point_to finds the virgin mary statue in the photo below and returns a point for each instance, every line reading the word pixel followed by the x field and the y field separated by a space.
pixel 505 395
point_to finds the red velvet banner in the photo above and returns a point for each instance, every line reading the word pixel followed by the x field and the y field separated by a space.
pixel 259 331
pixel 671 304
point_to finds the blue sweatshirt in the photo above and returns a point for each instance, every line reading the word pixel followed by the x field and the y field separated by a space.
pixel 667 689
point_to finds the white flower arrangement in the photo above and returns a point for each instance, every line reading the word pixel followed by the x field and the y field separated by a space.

+ + +

### Task statement
Rewrite the records above so that "point_to" becomes "locate_points" wherever it occurs. Keep every other word the same.

### Reply
locate_points finds the virgin mary statue in the photo below and returns a point for each instance, every line reading the word pixel followed by the x field and the y field separated by a space.
pixel 505 395
locate_points finds the red velvet banner in the photo above and returns a point for each instance, every line reading the word pixel followed by the x field and the y field separated by a space.
pixel 259 331
pixel 671 304
locate_points finds the blue sweatshirt in the photo above and returns a point for each instance, every line reading the word pixel followed by the x field and the y field separated by a space.
pixel 667 689
locate_points finds the white flower arrangement in the photo above and returns a point for each instance, every line reading the word pixel followed by the x field and the y field separated by a space.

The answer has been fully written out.